### READING PASSAGE
*** Begin section ***
Aid to the Poor: by the Numbers

March 23, 2011 By Anne C. Richard

Cross posted with The Will and the Wallet.

Congress is out to cut foreign aid, but the public doesn’t necessarily agree.  Pollsters find that when we Americans learn about specific aid programs, we support them.   When we hear clear details, we favor aid programs guaranteed to save lives.  But Congress keeps acting on the desires of a misinformed public rather than on the basis of reality.  They should look at the facts.

For millennia the poor have been among us. Today, eight out of ten of the earth’s 6.9 billion people live on less than $10 per day.  But, according to the World Bank, the number of people living in extreme poverty (surviving on less than $1.25 per day) is actually falling.  Between 1981 and 2005, the share of the population in the developing world in extreme poverty was halved from 52 to 25 percent, or 500 million fewer people (from 1.9 billion to 1.4 billion). This is because people in East Asia, especially China, are better off now.  The number of the very poor was on track to shrink even further before the financial crisis and recent spikes in world food and fuel prices. The overall trend is important because it means that the poor are not fated to live in destitution forever – change can happen.

Americans think that foreign aid makes up about 25% of the $3.7 trillion Federal Budget and suggest it ought to be no more than 10%.[1] The reality is that all types of foreign aid, including military and economic aid to allied governments, is about 1%, and aid to the world’s poor is even less (0.78%).  Pollsters find that when Americans are told that health and development aid is less than 1% of the budget, the number of respondents who want to cut aid drops significantly.

Make no mistake: we are still talking about billions of dollars.  But the entire amount (about $26 billion) could be struck from the budget tomorrow, and it would not make a dent in the more-than-$1 trillion annual budget deficit, which is fueled by entitlements and other mandatory spending (60% of the budget), military spending (20%) and interest payments on the national debt (6%).

And the way aid is distributed has improved dramatically.  The Cold-War stereotype is of cash handed to a dictator so he backs the U.S.  Today, aid to the poor is tightly controlled.  Grants to carry out aid programs are competitive,  and in nations beset by corruption, programs bypass governments and instead deliver aid to local groups or directly to the poor.  I’ve seen aid programs where illiterate people give a thumbprint so a receipt exists.  The UN refugee agency uses eye scan technology to ensure refugees preparing to return home do not come back to ask for more repatriation aid. Most aid workers are citizens of the countries in which they work.  They earn modest salaries yet are playing a tremendously constructive role in their own societies.
*** End section ***
### ACTIONS TO TAKE
1 > Summarize the article on aid to the poor in two sentences.
2 > Translate this sentence from the article on aid to the poor into Spanish: "Most aid workers are citizens of the countries in which they work."
3 > Answer these questions using the article on aid to the poor.
(a) Between 1981 and 2005, what happened to the share of the developing world's population living in extreme poverty?
(b) What percentage of the federal budget goes to aid to the world's poor?
(c) What technology does the UN refugee agency use with refugees preparing to return home?

### RECORDED INFORMATION
*** Begin section ***
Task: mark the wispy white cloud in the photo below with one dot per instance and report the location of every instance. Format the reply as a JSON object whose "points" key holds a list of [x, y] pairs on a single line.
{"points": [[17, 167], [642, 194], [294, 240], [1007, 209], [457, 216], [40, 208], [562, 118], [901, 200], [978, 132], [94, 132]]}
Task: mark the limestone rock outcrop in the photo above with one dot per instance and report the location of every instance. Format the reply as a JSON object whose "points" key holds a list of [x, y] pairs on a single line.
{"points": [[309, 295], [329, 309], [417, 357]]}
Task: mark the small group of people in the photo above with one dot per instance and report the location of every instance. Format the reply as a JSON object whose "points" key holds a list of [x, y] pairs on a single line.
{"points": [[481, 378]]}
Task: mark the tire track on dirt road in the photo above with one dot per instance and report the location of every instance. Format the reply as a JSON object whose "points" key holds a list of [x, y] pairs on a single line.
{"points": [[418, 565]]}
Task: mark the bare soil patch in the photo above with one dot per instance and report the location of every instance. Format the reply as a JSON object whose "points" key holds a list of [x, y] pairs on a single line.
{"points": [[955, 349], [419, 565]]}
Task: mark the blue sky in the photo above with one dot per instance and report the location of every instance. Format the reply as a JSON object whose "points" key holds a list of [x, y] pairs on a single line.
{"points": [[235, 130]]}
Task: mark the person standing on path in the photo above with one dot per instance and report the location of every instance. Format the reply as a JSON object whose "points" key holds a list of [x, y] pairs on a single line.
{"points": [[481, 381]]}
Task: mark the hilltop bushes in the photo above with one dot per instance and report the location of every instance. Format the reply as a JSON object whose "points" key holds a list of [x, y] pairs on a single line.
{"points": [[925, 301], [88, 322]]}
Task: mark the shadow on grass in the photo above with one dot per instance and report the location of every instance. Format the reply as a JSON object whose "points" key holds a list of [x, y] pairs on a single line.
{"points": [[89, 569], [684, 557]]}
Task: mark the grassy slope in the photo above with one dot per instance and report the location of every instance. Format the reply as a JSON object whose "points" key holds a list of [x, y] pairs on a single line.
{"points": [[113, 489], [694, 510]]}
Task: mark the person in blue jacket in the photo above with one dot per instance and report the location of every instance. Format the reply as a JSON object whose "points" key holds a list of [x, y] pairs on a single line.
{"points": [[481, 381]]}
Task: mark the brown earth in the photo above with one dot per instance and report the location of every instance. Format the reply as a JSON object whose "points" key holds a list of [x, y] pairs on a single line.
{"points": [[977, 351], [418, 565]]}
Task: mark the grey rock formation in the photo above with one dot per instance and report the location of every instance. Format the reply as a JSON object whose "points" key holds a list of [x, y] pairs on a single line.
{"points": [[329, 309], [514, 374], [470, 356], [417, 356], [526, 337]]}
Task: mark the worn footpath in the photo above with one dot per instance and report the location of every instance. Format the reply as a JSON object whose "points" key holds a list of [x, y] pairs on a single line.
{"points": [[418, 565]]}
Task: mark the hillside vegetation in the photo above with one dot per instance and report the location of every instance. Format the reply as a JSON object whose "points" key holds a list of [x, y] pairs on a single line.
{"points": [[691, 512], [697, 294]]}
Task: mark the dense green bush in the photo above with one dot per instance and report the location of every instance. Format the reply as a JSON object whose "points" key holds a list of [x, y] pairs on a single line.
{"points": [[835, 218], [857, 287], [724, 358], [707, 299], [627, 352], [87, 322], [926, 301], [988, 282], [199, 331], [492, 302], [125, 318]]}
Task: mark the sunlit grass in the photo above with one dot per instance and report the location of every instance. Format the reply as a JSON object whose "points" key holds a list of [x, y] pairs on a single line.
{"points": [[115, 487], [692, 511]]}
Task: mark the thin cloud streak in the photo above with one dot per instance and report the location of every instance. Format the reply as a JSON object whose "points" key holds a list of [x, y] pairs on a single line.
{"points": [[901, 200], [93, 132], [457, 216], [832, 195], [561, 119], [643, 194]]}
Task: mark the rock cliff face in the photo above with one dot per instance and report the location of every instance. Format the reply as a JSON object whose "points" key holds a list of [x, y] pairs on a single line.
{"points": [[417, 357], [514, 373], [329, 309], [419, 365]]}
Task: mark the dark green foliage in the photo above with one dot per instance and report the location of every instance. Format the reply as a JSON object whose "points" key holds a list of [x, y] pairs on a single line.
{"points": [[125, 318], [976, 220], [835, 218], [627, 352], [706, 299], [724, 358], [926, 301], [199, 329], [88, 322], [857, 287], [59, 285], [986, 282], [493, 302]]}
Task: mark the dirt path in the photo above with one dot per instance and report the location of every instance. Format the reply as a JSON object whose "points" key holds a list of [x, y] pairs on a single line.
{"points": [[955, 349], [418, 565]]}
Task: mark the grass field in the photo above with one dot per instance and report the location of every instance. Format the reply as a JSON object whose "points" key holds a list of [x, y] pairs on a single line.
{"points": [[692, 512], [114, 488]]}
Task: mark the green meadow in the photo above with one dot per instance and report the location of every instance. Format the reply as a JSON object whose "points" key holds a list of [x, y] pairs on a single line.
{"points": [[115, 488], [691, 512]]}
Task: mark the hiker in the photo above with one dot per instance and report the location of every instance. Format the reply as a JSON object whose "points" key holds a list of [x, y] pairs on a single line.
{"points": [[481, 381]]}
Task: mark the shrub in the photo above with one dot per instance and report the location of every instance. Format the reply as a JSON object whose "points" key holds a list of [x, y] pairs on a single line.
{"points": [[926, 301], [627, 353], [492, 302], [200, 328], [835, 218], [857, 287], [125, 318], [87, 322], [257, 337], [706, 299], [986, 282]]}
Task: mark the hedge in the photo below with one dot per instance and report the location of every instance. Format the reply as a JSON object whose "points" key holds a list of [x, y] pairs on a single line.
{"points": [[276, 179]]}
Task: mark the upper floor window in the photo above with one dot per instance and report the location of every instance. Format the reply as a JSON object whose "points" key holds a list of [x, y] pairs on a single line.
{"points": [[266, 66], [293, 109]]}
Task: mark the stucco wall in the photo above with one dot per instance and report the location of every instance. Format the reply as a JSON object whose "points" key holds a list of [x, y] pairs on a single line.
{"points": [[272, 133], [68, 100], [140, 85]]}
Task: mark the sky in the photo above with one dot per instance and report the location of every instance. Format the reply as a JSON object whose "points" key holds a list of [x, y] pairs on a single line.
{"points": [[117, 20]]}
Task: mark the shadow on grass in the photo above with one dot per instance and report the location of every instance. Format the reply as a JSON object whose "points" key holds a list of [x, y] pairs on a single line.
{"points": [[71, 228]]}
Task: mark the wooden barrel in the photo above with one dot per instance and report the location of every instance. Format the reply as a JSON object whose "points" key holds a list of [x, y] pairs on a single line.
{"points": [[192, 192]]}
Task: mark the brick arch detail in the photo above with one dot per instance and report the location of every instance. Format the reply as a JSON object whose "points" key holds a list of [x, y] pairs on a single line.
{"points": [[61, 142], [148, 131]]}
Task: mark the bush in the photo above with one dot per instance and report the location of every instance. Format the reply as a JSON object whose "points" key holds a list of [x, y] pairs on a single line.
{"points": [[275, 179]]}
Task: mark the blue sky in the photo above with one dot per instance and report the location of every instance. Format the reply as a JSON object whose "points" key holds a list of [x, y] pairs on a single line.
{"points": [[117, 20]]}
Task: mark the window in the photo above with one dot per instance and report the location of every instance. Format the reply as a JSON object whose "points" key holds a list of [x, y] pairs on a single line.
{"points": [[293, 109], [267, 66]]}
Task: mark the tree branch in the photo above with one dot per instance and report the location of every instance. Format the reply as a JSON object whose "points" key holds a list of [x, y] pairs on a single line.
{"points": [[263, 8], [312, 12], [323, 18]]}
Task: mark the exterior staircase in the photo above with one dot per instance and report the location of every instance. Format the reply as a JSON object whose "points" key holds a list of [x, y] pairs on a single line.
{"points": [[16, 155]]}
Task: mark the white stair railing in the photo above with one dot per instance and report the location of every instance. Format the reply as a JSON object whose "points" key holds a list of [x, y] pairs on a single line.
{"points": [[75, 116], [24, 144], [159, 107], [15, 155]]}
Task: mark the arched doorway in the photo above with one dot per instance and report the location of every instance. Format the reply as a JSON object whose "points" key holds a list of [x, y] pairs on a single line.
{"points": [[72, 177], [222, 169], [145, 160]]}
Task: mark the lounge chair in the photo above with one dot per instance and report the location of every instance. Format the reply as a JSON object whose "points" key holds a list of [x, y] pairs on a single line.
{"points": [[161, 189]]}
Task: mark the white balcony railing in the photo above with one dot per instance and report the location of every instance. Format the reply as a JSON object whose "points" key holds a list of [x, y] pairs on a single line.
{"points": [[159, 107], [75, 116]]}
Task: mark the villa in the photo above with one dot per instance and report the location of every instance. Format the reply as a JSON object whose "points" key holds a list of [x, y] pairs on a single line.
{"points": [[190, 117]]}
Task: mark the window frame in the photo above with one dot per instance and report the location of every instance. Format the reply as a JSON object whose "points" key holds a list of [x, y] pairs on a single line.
*** End section ***
### REPLIES
1 > Congress wants to cut foreign aid, but Americans tend to support specific aid programs once they learn the details. All foreign aid is about 1% of the federal budget, not the 25% many Americans assume, and the article notes that extreme poverty is falling, that cutting the roughly $26 billion in aid would not make a dent in the deficit, and that aid to the poor is now tightly controlled.

2 > La mayoría de los trabajadores humanitarios son ciudadanos de los países en los que trabajan.

3 >
(a) It fell by half, from 52 to 25 percent.
(b) 0.78%.
(c) Eye scan technology.